=== Begin Enclosure ===

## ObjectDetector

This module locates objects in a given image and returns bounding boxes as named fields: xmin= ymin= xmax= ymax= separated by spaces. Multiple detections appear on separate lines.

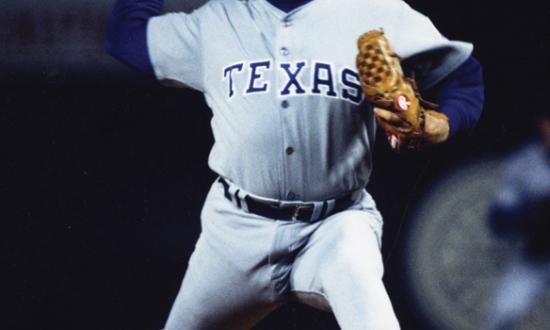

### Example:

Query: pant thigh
xmin=163 ymin=233 xmax=280 ymax=330
xmin=163 ymin=182 xmax=281 ymax=330
xmin=289 ymin=209 xmax=399 ymax=329
xmin=290 ymin=209 xmax=384 ymax=298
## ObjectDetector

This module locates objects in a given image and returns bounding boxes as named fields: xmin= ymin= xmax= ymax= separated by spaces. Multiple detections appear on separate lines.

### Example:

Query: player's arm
xmin=105 ymin=0 xmax=165 ymax=74
xmin=105 ymin=0 xmax=204 ymax=90
xmin=373 ymin=56 xmax=484 ymax=144
xmin=370 ymin=0 xmax=484 ymax=146
xmin=432 ymin=56 xmax=484 ymax=138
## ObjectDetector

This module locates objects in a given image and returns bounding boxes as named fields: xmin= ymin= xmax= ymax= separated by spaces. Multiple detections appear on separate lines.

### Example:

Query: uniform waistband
xmin=217 ymin=177 xmax=361 ymax=223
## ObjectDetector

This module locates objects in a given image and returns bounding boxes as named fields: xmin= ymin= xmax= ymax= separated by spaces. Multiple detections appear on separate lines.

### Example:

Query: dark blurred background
xmin=3 ymin=0 xmax=550 ymax=329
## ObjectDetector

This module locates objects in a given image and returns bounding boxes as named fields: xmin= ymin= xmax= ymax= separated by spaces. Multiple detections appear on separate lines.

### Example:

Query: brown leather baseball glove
xmin=356 ymin=30 xmax=448 ymax=153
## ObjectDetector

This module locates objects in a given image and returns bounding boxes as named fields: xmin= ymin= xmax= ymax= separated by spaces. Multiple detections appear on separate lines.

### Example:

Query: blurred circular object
xmin=405 ymin=159 xmax=550 ymax=330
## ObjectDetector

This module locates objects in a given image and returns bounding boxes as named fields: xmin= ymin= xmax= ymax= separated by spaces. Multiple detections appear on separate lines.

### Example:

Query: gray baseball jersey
xmin=147 ymin=0 xmax=472 ymax=201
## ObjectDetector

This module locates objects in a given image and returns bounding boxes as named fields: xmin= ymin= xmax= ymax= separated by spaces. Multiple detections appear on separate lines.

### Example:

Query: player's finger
xmin=373 ymin=108 xmax=404 ymax=126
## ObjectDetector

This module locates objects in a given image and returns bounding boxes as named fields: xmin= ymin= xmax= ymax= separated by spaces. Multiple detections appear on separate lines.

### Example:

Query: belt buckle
xmin=291 ymin=204 xmax=309 ymax=221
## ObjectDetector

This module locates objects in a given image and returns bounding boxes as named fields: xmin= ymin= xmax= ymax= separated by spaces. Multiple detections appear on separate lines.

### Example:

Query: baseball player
xmin=105 ymin=0 xmax=484 ymax=328
xmin=484 ymin=109 xmax=550 ymax=330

=== End Enclosure ===

• TASK BRIEF:
Transcribe every line from the records above without alteration, and leave out the images.

• COMPLETED TASK:
## ObjectDetector

This module locates objects in a given image and returns bounding boxes as named fields: xmin= ymin= xmax= ymax= separated by spaces. Multiple detections appear on separate lines.


### Example:

Query: pant thigh
xmin=163 ymin=233 xmax=280 ymax=330
xmin=163 ymin=182 xmax=281 ymax=330
xmin=289 ymin=209 xmax=399 ymax=329
xmin=290 ymin=209 xmax=384 ymax=298
## ObjectDetector

This module locates objects in a given image and returns bounding boxes as named fields: xmin= ymin= xmax= ymax= separated by spaces. Multiple detections appear on separate lines.

### Example:

Query: player's arm
xmin=105 ymin=0 xmax=165 ymax=74
xmin=105 ymin=0 xmax=204 ymax=90
xmin=373 ymin=56 xmax=484 ymax=144
xmin=370 ymin=0 xmax=484 ymax=146
xmin=432 ymin=56 xmax=484 ymax=138
## ObjectDetector

This module locates objects in a given image and returns bounding boxes as named fields: xmin= ymin= xmax= ymax= separated by spaces. Multiple detections appear on separate lines.

### Example:

Query: uniform waistband
xmin=217 ymin=177 xmax=361 ymax=223
## ObjectDetector

This module locates objects in a given image and returns bounding boxes as named fields: xmin= ymin= xmax= ymax= separated by spaces. Multiple detections appear on separate lines.

### Example:

Query: dark blurred background
xmin=3 ymin=0 xmax=550 ymax=329
## ObjectDetector

This module locates objects in a given image and returns bounding boxes as named fields: xmin= ymin= xmax= ymax= separated by spaces. Multiple detections appear on separate lines.

### Example:

Query: brown leather baseball glove
xmin=356 ymin=30 xmax=448 ymax=153
## ObjectDetector

This module locates objects in a given image and returns bounding boxes as named fields: xmin= ymin= xmax= ymax= separated by spaces. Multiple detections appear on separate lines.

### Example:

Query: blurred circular object
xmin=405 ymin=159 xmax=550 ymax=330
## ObjectDetector

This module locates objects in a given image and returns bounding boxes as named fields: xmin= ymin= xmax= ymax= separated by spaces. Multiple detections appear on separate lines.

### Example:

Query: gray baseball jersey
xmin=147 ymin=0 xmax=472 ymax=201
## ObjectDetector

This module locates objects in a given image and returns bounding boxes as named fields: xmin= ymin= xmax= ymax= separated by spaces. Multiple detections appear on separate lines.

### Example:

Query: player's finger
xmin=373 ymin=108 xmax=404 ymax=126
## ObjectDetector

This module locates objects in a given image and returns bounding boxes as named fields: xmin= ymin= xmax= ymax= separated by spaces. Multiple detections appear on separate lines.

### Example:

Query: belt buckle
xmin=291 ymin=204 xmax=309 ymax=221
## ObjectDetector

This module locates objects in a given image and returns bounding boxes as named fields: xmin= ymin= xmax= ymax= separated by spaces. Multiple detections appear on separate lines.

### Example:

Query: baseball player
xmin=105 ymin=0 xmax=484 ymax=328
xmin=484 ymin=109 xmax=550 ymax=330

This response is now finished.